TRAVAIL À FAIRE —
**A)** Recopiez mot pour mot le passage de l'entretien sur la CSL qui commence aux mots « Il existe différentes » et s'arrête après « économiques et juridiques. ».
**B)** D'après l'entretien sur la CSL, en quoi son travail de « back-office » aide-t-il les syndicats ? Répondez en une à trois phrases.

EXTRAIT DU TEXTE —
Le président sortant de la Chambre des salariés (CSL), Jean-Claude Reding, se dit satisfait du travail accompli depuis 2009. Pour l’avenir, les défis ne manquent pas.
Dix ans après la création de la CSL, estimez-vous que cette institution est aujourd’hui suffisamment écoutée, qu’elle dispose d’assez de poids et de visibilité pour pleinement jouer son rôle de Parlement du travail?
Jean-Claude Reding : Grâce à la création de la CSL, les possibilités pour influencer le débat politique et économique à l’échelle du pays sont devenues plus importantes. Il est évident qu’on veut avoir toujours plus de poids et d’influence. Mais je dois dire qu’une importante attention est aujourd’hui accordée à nos prises de position.
Il existe différentes façons d’influencer le débat politique. La première est la plus classique avec la rédaction d’avis sur des projets de loi. Mais il est encore plus important d’épingler des sujets en amont qui débouchent en fin de compte sur des projets de loi. L’important travail d’analyse réalisé ces dix dernières années sur la situation sociale du pays a fini par porter ses fruits. On a réussi à initier un véritable débat sur la question. Une autre façon de peser sur le débat politique a été d’augmenter notre capacité analytique, de renforcer nos services économiques et juridiques.
Comment peut-on décrire la coopération entre la CSL et les syndicats?
Il existe une séparation des pouvoirs. Les syndicats sont ceux qui œuvrent directement sur le terrain. La CSL, de son côté, intervient sur le plan législatif, réalise ses études et s’engage dans le domaine de la formation. On est en quelque sorte le « back-office » des syndicats. Mais ce travail effectué dans les coulisses permet de mieux soutenir les syndicats dans leur travail. Nos analyses poussées sur les données économiques et sociales fournies par la Commission européenne permettent au camp syndical d’être mieux armé pour mener les discussions avec le gouvernement et le patronat. La même chose vaut pour les représentants que nous envoyons dans les différentes commissions de la sécurité sociale. Il s’agit d’éléments qui ne sont pas trop mis en avant sur la place publique, mais ce travail permet que certains sujets soient discutés et ne tombent pas aux oubliettes.

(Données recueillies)
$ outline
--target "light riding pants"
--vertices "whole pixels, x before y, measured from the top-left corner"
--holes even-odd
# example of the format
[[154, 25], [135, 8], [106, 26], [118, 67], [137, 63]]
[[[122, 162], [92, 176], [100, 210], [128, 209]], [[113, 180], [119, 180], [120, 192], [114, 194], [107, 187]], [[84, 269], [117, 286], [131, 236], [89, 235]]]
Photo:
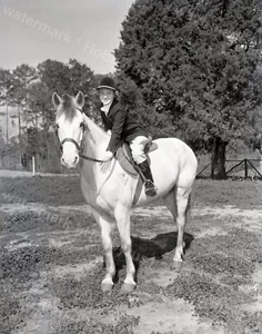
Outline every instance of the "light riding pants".
[[144, 146], [148, 141], [148, 137], [138, 136], [130, 143], [132, 157], [137, 164], [141, 164], [147, 159], [144, 154]]

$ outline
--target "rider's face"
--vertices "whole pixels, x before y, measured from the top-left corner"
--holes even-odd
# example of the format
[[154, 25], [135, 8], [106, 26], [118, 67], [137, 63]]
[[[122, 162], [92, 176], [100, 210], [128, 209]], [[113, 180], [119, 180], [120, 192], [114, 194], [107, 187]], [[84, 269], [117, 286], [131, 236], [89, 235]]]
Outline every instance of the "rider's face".
[[113, 101], [114, 91], [112, 89], [102, 88], [99, 90], [99, 97], [100, 97], [101, 102], [104, 106], [108, 106]]

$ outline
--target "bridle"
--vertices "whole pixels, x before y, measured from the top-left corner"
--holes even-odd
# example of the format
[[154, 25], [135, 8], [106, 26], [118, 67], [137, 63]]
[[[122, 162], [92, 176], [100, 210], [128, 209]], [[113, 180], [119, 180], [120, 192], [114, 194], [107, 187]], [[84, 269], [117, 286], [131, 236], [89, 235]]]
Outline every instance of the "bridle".
[[[79, 111], [81, 111], [81, 114], [83, 114], [82, 109], [80, 108], [77, 108]], [[89, 156], [85, 156], [83, 154], [83, 146], [84, 146], [84, 139], [85, 139], [85, 134], [87, 134], [87, 130], [89, 130], [89, 127], [88, 125], [82, 121], [80, 124], [80, 127], [82, 128], [82, 139], [81, 139], [81, 143], [79, 144], [77, 140], [74, 140], [73, 138], [64, 138], [61, 143], [60, 143], [60, 139], [59, 139], [59, 136], [58, 136], [58, 127], [56, 128], [56, 136], [58, 138], [58, 141], [59, 141], [59, 147], [60, 147], [60, 153], [62, 154], [63, 153], [63, 144], [64, 143], [72, 143], [77, 149], [78, 149], [78, 153], [79, 153], [79, 157], [82, 158], [82, 159], [85, 159], [85, 160], [90, 160], [90, 161], [94, 161], [94, 163], [108, 163], [110, 160], [112, 160], [114, 158], [114, 156], [108, 160], [100, 160], [100, 159], [95, 159], [95, 158], [92, 158], [92, 157], [89, 157]]]

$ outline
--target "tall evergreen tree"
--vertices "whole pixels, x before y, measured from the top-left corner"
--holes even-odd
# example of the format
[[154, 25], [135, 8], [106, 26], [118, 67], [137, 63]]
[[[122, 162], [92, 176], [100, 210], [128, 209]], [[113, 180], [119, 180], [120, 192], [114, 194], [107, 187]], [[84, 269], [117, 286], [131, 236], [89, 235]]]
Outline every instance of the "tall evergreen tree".
[[[212, 149], [245, 140], [261, 107], [260, 0], [137, 0], [115, 50], [122, 99], [155, 135]], [[160, 129], [161, 128], [161, 129]]]

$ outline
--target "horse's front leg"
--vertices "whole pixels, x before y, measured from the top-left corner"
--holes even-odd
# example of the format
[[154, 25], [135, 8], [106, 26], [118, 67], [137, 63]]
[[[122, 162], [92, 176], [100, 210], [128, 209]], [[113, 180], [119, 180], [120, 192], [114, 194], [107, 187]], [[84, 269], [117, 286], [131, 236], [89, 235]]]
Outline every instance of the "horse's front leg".
[[189, 194], [184, 194], [183, 189], [178, 189], [177, 194], [177, 225], [178, 225], [178, 240], [177, 240], [177, 247], [174, 253], [174, 262], [179, 266], [182, 263], [182, 256], [183, 256], [183, 235], [184, 235], [184, 227], [187, 224], [187, 209], [189, 205]]
[[122, 292], [130, 293], [135, 287], [134, 282], [134, 265], [131, 254], [132, 242], [130, 236], [130, 213], [129, 209], [119, 205], [114, 209], [114, 217], [117, 219], [118, 230], [121, 239], [121, 247], [124, 253], [127, 263], [127, 276], [122, 285]]
[[103, 292], [110, 292], [113, 287], [113, 277], [115, 275], [115, 265], [113, 261], [111, 239], [111, 220], [95, 210], [92, 210], [92, 214], [101, 229], [101, 237], [105, 257], [105, 277], [102, 281], [101, 287]]

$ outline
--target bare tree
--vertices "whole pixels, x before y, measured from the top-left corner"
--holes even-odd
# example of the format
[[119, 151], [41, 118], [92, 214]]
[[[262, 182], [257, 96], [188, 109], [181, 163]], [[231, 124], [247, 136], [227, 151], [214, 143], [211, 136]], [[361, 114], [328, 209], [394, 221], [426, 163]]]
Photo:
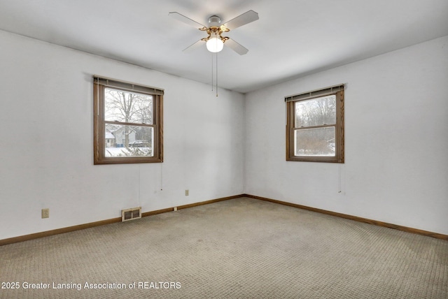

RÉPONSES ATTENDUES —
**A)**
Il existe différentes façons d’influencer le débat politique. La première est la plus classique avec la rédaction d’avis sur des projets de loi. Mais il est encore plus important d’épingler des sujets en amont qui débouchent en fin de compte sur des projets de loi. L’important travail d’analyse réalisé ces dix dernières années sur la situation sociale du pays a fini par porter ses fruits. On a réussi à initier un véritable débat sur la question. Une autre façon de peser sur le débat politique a été d’augmenter notre capacité analytique, de renforcer nos services économiques et juridiques.

**B)** Ce travail fait en coulisses permet de mieux soutenir les syndicats. Les analyses poussées de la CSL sur les données économiques et sociales fournies par la Commission européenne leur permettent d'être mieux armés pour discuter avec le gouvernement et le patronat. Ce travail permet aussi que certains sujets soient discutés et ne tombent pas aux oubliettes.